Page text:
Told my daughter work was tough today and she patted my back and said, “Life isn’t always pickles and peaches,” like some kind of 3rd Grade Confucius.
[finishing last sip of wine]
waiter: would you like another glass?
me: no just refill this one
the simulation is moving too fast
I don’t get Roomba commercials. Like who spills an entire box of cereal on the floor and is like eh leave it for the robot to clean up
Mock anti-vaxxers all you want but they’ll never have to deal with their kids during those angsty teen years or go broke paying for their college.
Blue cheese dressing makes anything a salad. For example, this french fry salad I’m eating right now
Adult life is constantly saying to your friends let’s do something soon and suddenly 6 months have gone by
[FBI job interview]
“Do you have any self defense training?”*flashback to hiding behind fence from teenagers* Yes I’m skilled at fencing.
Time traveling but it’s just me aging 5 years per every month of my kids life.
My Daddy taught me to lick it before I stick it- I say to the judges as I hang a spit covered spoon from my nose.
Every place I have ever bought from is emailing me about holiday sales. It’s like, sorry, Advance Auto Parts, I will not be buying anyone a car battery for Christmas
When I was 16, my parents sat me down to give me “the talk” about professional wrestling.
[pronounces testosterone like macaroni]
I hate it when people who are younger than me complain about being old. They’re all like… well, I forget what they say, but it’s still annoying.
How come NASA sending their black hole to everyone is “Breaking News,” but me sending mine is an “HR violation?”
What if Capri Suns became self-aware and started stabbing us back?
WOMAN: some people shouldn’t have children
ME: [placing my screaming son in her shopping cart] thank you
“I’ve led you this far so the LEAST you can do is drink, dammit!”

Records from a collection
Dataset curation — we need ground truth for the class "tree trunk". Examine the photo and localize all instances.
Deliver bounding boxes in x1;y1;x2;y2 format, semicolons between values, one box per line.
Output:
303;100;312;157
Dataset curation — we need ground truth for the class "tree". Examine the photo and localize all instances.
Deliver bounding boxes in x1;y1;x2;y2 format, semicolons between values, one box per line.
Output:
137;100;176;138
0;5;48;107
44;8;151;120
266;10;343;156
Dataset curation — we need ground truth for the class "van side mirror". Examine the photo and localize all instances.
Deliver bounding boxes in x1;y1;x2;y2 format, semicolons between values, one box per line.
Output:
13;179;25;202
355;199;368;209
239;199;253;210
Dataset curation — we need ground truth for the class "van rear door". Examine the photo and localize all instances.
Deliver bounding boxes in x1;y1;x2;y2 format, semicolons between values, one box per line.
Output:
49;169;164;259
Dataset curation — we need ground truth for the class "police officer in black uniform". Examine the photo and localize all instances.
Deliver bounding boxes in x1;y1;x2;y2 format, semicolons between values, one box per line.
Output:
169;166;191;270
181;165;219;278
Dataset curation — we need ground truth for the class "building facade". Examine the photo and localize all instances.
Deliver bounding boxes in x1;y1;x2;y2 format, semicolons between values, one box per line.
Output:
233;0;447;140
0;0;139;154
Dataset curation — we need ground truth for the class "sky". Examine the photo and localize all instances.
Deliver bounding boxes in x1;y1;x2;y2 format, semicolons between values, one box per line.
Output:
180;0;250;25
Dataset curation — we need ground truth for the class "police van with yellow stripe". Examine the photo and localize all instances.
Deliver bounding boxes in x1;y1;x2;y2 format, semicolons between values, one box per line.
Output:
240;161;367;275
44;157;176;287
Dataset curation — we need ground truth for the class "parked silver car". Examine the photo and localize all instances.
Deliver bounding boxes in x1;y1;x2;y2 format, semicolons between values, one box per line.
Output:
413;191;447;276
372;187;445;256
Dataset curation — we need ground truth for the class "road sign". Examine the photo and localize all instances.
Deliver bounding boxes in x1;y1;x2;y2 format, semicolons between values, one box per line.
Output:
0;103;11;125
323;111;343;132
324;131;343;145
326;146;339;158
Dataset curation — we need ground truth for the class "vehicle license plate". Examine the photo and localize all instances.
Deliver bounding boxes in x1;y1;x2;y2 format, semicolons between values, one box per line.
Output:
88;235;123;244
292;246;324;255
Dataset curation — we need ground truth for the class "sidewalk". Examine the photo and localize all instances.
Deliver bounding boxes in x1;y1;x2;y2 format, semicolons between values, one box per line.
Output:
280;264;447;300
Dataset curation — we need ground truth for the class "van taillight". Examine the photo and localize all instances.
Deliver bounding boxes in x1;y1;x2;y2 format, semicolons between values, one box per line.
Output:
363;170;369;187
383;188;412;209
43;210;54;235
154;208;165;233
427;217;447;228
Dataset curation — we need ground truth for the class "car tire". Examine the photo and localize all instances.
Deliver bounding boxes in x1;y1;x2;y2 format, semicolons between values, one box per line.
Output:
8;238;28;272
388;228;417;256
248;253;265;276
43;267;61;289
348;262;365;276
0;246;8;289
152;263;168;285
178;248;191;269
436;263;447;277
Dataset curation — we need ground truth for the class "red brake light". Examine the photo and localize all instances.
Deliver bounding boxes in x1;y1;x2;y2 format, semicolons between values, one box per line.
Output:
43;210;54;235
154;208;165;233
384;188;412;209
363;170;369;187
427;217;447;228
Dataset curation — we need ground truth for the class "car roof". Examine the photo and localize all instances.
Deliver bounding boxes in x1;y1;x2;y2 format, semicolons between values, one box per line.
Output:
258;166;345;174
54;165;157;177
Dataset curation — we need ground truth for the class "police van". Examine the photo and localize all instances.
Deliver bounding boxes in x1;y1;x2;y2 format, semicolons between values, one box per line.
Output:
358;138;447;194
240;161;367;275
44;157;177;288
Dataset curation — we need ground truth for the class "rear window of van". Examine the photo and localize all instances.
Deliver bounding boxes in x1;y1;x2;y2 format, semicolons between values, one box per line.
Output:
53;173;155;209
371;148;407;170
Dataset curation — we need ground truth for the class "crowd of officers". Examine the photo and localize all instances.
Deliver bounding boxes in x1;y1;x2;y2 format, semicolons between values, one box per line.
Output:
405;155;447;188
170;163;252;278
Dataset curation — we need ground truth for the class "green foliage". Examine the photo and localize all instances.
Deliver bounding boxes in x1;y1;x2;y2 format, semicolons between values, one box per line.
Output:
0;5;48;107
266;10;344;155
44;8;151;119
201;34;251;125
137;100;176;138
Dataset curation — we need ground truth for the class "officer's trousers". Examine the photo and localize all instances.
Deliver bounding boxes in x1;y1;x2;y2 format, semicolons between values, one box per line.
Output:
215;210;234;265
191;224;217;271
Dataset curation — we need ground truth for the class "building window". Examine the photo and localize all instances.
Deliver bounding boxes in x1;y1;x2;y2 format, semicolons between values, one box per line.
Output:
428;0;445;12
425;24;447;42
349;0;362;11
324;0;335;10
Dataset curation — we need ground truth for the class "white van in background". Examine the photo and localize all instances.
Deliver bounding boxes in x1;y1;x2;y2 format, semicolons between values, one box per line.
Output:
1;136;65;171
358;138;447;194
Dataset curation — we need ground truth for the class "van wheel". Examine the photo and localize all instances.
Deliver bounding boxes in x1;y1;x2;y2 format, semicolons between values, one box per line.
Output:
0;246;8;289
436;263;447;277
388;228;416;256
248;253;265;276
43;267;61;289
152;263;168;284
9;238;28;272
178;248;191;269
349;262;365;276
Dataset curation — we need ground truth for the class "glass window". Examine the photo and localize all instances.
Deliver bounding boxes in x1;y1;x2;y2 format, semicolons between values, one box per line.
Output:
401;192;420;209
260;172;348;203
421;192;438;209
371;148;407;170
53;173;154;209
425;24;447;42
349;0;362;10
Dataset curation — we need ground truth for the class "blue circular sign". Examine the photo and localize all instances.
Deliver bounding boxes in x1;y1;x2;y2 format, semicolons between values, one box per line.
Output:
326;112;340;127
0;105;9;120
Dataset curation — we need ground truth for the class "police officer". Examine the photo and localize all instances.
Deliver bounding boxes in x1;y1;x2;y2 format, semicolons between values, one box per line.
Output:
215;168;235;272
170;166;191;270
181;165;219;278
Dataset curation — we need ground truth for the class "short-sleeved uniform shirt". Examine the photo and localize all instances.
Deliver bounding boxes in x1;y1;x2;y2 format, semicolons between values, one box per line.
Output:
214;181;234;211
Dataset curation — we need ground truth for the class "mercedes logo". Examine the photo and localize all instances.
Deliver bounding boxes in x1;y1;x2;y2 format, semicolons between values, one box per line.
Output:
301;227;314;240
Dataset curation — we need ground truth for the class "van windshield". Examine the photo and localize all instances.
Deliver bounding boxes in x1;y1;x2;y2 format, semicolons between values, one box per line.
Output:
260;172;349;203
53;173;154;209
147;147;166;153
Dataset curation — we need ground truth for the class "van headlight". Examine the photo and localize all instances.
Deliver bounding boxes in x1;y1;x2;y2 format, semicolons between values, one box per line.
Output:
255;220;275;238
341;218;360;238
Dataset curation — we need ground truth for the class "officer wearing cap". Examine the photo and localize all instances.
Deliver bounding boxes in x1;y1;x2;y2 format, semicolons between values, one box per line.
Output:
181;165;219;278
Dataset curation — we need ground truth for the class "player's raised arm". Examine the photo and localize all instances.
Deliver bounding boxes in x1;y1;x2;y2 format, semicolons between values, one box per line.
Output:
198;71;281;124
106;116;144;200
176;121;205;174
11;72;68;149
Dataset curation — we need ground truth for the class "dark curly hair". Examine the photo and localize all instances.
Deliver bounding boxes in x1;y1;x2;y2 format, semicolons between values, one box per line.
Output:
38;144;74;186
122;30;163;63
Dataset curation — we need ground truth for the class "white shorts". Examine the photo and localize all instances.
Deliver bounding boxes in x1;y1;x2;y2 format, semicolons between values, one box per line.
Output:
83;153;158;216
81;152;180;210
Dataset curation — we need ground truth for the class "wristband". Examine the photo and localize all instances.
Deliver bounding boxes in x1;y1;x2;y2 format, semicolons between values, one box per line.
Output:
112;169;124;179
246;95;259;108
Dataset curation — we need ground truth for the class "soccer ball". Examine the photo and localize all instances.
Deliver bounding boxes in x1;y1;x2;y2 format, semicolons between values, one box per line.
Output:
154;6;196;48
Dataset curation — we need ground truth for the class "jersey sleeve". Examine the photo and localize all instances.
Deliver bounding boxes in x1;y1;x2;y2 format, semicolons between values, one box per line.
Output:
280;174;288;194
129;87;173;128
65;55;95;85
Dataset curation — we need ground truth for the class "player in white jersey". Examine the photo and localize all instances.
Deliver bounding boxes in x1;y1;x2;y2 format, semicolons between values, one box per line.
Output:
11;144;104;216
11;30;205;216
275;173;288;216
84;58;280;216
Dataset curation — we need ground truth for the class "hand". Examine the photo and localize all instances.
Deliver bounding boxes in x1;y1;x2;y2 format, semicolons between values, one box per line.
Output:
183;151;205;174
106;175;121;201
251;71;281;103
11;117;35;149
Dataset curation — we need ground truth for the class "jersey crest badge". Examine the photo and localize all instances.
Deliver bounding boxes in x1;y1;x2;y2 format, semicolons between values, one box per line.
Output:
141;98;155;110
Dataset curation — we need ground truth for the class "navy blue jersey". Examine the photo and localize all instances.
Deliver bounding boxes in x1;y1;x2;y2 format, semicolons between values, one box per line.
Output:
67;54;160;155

Requirements:
1 – Could you write out the jokes once more, everything from "Every place I" down to "stabbing us back?", substituting "cryptocurrency" for "professional wrestling"?
2 – Can you continue the jokes past the last one shown, adding a few more in the same style?

Task-by-task answers:
1 –
Every place I have ever bought from is emailing me about holiday sales. It’s like, sorry, Advance Auto Parts, I will not be buying anyone a car battery for Christmas
When I was 16, my parents sat me down to give me “the talk” about cryptocurrency.
[pronounces testosterone like macaroni]
I hate it when people who are younger than me complain about being old. They’re all like… well, I forget what they say, but it’s still annoying.
How come NASA sending their black hole to everyone is “Breaking News,” but me sending mine is an “HR violation?”
What if Capri Suns became self-aware and started stabbing us back?

2 –
*finally finds comfiest position in bed*
bladder: so you’re not going to believe this
Sue from work says putting zucchini in her brownie makes it incredibly moist. I told Sue I’ve had similar successes.
Thinking about stepping down from being an adult, I’m just not in the right headspace for this position right now.
I really appreciate the opportunity though.
I was at the Doctors office and he said the nurse was coming to give me a shot. I said, ” can my day get any worse?” Dr said to relax and as he walked out he said, ” and prostate exam today too’
Don’t follow me… I once sat in a traffic jam for 5 minutes getting pissed off while everyone lined up behind me, but I realised they were parked cars
When one happens upon a small spoon, the proper response is to become the big spoon. It is simply what one does at times like this. I am however sorry for having disturbed your crime scene, officer. I’ll see myself out.
I’m good, thanks.
*me almost finished with a chore*
Husband: Here, let me do that.
it kinda makes me laugh when I see old men put “not interested in bots” in their bios on here, as though the bots will read it and are thereby be obligated to respect their boundaries like they did back in the good old bot days of yore
Salad is by far the lamest type of bar.
Apparently, I have to go to the pet store because my wife is angry that I put the wrong gold fish in my kid’s packed lunch.